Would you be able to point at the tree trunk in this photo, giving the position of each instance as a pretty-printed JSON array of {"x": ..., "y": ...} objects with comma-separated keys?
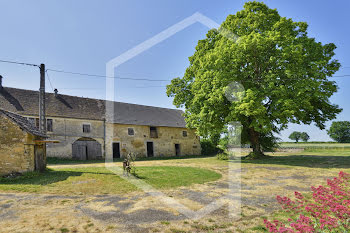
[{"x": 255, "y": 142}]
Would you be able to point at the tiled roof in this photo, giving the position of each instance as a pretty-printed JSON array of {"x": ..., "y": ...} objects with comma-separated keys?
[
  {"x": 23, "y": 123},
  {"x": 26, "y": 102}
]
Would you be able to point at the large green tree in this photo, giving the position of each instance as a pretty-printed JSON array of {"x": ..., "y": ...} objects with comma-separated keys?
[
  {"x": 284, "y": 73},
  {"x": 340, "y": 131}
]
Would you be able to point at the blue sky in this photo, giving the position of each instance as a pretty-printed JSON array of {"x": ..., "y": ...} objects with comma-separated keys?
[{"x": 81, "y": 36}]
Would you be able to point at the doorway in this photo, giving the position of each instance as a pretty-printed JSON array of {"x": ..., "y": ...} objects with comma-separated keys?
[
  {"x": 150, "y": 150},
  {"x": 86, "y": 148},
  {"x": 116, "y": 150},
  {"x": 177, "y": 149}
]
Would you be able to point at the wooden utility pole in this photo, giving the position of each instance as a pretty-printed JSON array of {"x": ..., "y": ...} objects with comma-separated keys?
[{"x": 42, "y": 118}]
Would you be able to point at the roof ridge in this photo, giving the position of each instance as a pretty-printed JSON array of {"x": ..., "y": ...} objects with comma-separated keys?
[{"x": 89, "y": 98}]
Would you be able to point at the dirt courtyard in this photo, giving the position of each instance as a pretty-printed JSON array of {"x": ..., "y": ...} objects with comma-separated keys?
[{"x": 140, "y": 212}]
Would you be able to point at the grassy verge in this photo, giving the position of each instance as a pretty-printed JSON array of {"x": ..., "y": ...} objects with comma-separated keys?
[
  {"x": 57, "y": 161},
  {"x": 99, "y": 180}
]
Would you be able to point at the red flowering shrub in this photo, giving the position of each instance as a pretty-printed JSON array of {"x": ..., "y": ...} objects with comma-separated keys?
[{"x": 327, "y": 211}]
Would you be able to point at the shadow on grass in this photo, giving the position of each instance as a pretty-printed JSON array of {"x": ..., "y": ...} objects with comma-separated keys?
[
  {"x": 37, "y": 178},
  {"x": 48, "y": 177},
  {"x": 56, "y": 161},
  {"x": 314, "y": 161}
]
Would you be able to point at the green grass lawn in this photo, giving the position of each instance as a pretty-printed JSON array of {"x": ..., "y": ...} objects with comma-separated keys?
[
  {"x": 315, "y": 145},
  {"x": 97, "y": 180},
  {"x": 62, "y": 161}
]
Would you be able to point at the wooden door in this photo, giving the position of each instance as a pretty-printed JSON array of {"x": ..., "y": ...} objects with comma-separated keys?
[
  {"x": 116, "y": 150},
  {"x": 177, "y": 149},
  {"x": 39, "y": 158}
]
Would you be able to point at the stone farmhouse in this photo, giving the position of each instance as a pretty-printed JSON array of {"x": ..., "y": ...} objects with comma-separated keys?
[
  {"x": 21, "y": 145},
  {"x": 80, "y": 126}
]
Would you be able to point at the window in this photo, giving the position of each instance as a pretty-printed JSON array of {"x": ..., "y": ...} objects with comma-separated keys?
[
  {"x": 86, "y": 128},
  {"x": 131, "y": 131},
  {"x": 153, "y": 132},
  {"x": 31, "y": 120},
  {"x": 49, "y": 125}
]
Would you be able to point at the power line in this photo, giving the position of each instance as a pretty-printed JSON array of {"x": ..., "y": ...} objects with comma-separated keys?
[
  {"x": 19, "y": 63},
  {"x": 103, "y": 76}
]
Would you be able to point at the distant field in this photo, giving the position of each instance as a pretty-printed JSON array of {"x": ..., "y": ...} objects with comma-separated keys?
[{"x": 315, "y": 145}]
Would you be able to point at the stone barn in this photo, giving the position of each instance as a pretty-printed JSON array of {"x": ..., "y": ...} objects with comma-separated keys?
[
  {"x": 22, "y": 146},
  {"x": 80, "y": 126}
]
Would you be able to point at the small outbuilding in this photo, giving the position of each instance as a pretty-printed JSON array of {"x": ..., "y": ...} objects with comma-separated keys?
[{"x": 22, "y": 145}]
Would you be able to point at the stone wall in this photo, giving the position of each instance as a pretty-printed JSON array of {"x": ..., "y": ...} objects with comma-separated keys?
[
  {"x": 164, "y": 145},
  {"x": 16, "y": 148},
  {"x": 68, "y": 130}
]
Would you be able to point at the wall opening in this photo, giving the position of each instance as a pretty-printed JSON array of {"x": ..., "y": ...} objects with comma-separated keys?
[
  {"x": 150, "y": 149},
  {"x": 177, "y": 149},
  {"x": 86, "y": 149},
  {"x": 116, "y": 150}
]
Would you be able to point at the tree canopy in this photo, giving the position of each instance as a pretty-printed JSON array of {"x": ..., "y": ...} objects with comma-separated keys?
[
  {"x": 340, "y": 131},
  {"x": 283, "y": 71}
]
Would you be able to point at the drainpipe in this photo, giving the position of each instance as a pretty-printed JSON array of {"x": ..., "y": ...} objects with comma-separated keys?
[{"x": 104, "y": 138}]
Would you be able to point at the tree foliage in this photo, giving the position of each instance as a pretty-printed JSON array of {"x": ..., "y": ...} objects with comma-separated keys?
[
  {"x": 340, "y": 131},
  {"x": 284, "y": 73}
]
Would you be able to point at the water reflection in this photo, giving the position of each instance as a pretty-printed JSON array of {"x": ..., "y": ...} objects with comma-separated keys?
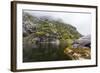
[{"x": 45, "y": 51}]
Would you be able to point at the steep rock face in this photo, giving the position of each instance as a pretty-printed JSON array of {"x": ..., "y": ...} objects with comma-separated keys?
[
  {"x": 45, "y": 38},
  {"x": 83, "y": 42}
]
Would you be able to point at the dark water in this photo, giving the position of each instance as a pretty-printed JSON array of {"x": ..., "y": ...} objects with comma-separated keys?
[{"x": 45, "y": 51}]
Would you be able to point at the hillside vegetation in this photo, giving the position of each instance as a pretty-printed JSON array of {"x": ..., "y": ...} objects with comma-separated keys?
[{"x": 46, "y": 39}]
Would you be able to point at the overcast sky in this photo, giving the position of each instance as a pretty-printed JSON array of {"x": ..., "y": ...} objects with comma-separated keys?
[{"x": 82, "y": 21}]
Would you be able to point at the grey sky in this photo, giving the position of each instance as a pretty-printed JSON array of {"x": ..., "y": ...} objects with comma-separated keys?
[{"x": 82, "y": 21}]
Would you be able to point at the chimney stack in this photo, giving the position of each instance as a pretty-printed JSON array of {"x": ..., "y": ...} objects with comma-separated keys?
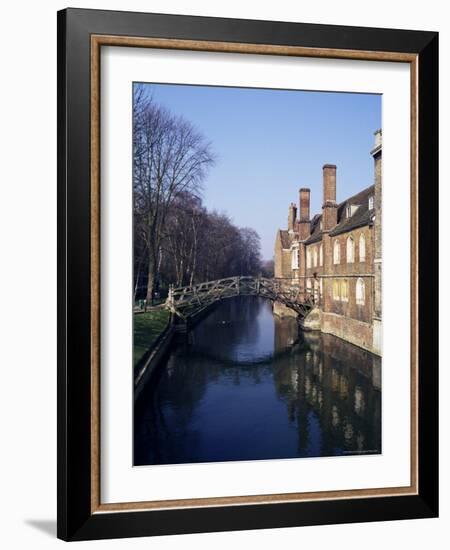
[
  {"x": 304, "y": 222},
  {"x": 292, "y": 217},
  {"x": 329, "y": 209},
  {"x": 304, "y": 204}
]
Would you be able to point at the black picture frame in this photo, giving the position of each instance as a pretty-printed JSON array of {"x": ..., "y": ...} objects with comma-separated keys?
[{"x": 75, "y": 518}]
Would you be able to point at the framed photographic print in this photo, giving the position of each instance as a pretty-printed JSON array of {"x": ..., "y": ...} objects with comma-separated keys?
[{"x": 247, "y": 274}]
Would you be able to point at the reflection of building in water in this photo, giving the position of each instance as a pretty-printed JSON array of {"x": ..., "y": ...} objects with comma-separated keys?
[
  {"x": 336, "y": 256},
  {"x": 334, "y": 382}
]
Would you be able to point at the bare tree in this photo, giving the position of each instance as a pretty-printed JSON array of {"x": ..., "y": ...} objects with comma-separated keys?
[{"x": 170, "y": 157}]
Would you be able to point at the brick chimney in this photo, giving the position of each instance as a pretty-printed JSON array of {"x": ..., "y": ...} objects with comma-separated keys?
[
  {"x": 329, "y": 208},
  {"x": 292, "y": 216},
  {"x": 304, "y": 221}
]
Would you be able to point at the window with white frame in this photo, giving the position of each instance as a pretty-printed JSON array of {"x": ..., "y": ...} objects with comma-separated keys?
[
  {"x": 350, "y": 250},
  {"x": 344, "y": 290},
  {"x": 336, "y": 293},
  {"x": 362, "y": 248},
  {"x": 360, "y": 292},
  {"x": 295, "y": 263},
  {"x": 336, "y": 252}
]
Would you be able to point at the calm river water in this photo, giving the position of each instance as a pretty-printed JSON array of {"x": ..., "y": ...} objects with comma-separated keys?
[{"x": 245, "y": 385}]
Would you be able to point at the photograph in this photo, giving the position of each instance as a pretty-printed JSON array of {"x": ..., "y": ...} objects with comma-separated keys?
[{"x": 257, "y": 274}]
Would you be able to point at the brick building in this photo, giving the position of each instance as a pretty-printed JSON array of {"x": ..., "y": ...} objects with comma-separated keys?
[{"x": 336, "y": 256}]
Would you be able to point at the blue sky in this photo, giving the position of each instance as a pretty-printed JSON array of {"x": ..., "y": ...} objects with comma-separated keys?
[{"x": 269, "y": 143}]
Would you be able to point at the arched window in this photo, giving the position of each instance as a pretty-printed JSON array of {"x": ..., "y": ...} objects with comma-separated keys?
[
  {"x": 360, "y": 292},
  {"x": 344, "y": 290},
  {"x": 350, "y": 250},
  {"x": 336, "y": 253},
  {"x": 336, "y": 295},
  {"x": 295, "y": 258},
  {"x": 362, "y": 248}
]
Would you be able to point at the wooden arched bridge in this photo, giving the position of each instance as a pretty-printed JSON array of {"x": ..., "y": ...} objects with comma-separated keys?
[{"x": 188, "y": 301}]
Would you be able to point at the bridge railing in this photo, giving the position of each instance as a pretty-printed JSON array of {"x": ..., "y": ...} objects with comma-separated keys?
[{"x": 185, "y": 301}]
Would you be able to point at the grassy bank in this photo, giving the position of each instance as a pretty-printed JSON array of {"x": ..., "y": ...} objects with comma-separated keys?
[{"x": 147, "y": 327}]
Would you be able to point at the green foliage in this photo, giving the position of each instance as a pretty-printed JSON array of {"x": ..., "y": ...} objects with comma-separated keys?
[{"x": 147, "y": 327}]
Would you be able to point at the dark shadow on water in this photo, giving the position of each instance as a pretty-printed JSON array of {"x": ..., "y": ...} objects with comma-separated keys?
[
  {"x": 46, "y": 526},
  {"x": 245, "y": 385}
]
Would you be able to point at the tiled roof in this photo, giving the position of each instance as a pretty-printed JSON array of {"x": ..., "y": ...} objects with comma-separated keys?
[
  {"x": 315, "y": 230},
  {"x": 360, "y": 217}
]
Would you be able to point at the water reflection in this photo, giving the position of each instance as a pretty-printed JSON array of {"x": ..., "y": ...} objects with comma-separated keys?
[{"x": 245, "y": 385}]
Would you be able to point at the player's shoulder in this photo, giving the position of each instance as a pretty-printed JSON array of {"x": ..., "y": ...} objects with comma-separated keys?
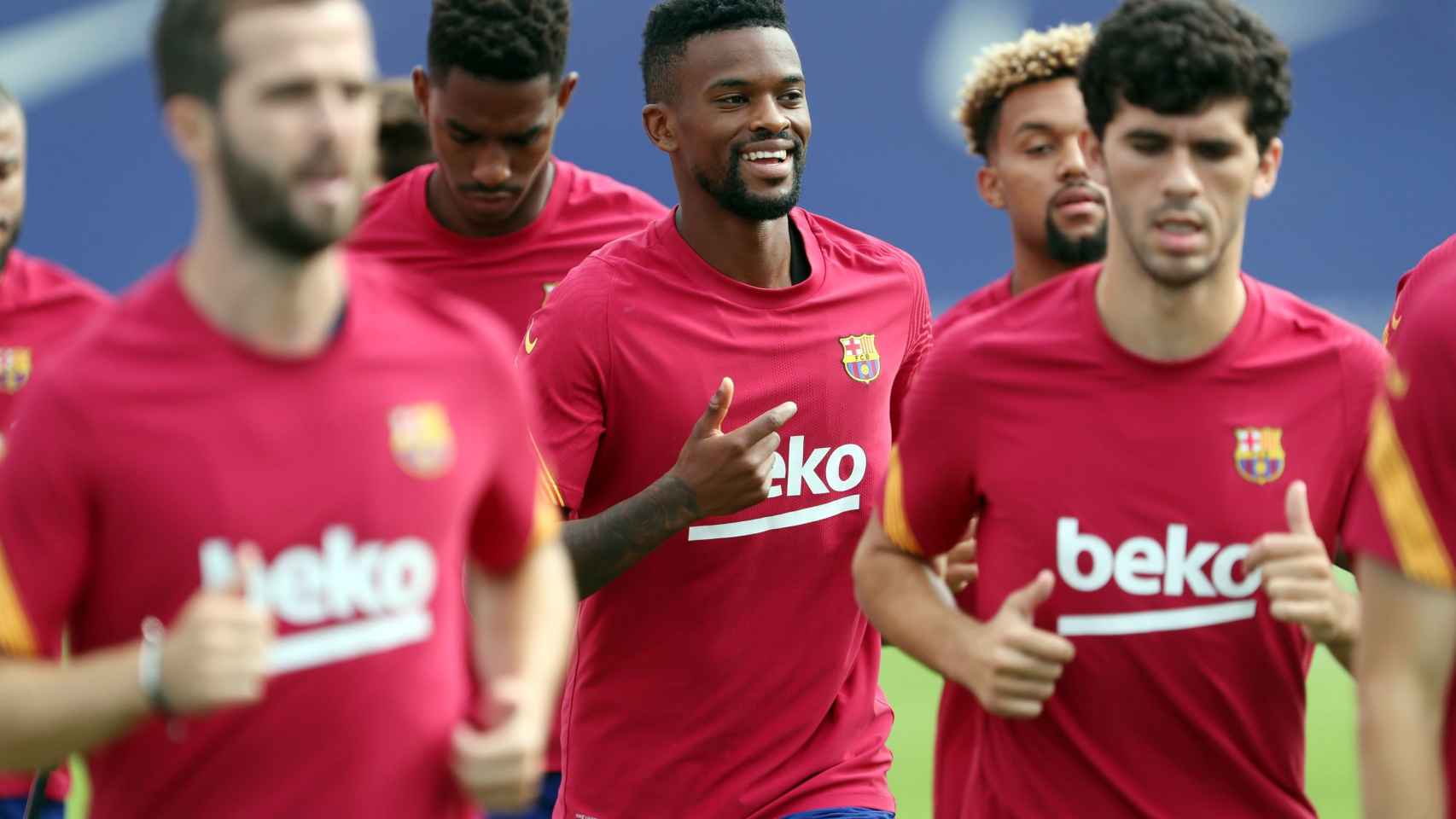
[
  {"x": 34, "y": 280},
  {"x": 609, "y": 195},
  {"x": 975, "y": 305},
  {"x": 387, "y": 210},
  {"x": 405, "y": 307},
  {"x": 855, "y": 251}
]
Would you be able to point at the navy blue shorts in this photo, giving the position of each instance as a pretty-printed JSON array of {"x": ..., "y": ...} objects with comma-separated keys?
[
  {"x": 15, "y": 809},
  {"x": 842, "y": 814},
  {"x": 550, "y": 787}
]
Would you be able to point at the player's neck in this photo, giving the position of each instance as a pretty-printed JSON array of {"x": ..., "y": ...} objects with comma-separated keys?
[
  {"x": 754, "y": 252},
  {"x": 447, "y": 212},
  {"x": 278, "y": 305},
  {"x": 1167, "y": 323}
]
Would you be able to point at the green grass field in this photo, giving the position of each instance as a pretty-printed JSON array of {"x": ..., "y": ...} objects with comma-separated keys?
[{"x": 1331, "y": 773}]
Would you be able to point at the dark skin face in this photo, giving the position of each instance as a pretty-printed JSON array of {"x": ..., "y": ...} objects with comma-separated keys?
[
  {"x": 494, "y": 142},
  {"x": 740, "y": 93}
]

□ □ □

- HOW TO COMPLETE THIS TASK -
Print the line with "Would you be able to point at the green grass field" and every line after it in the entries above, exactly as written. Leave out all other lines.

- YOUR RESPONSE -
Would you be able to point at the green grass field in this photo, giving the position of each instance as a pretty-printed JSON array of {"x": ..., "y": ...} objects with comma-separated keys?
[{"x": 1331, "y": 773}]
Would you be able to point at the dark skin face in this photo, giving the position of each instance as a pretty-printed JSON array of {"x": ..., "y": ...} objects with comma-separated keys?
[
  {"x": 494, "y": 142},
  {"x": 740, "y": 93}
]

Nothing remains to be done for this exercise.